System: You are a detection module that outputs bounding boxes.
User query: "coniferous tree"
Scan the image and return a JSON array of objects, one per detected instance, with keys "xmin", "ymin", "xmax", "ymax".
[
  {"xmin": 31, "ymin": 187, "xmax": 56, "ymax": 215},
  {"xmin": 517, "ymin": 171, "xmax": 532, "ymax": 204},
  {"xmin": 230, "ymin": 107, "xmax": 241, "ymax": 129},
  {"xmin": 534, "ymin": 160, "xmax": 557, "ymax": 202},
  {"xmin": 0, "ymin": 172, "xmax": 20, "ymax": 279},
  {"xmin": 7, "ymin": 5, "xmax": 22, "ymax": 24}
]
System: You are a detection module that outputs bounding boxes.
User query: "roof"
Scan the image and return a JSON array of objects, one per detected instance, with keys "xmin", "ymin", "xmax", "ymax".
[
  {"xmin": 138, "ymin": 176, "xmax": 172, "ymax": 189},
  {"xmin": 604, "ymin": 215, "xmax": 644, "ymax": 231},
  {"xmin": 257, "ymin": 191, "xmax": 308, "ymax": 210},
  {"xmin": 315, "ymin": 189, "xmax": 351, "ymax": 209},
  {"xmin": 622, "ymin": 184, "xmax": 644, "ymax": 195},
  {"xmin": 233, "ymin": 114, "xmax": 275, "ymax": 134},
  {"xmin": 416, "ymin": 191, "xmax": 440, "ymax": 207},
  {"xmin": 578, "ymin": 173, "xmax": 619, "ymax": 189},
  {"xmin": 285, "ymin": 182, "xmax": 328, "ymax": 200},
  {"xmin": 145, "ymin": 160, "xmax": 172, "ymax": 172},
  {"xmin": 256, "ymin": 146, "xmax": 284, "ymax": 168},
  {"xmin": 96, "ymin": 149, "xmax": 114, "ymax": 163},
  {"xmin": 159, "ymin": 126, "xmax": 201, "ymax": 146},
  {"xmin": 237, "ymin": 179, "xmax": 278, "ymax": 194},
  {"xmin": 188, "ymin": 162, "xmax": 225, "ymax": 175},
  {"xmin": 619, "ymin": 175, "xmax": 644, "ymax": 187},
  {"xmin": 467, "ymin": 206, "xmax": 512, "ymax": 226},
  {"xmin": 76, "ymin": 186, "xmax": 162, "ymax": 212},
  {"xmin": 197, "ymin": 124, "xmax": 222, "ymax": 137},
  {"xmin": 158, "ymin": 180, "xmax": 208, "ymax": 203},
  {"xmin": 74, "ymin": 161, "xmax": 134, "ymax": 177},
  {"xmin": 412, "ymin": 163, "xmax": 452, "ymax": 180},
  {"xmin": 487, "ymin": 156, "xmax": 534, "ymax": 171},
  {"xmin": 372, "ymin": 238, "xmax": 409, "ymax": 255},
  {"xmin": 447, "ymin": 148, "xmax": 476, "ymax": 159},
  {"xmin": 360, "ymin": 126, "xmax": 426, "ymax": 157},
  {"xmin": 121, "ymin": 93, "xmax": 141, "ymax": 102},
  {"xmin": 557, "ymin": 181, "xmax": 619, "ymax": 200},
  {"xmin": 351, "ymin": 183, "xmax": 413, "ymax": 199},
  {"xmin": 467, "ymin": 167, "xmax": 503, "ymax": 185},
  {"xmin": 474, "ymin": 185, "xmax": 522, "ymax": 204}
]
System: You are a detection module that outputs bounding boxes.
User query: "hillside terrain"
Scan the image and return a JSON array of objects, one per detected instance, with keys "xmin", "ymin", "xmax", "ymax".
=======
_Short problem:_ How many lines in the items above contain the string "User", counting only matches with the same case? Reply with the number alone.

_Task result:_ 3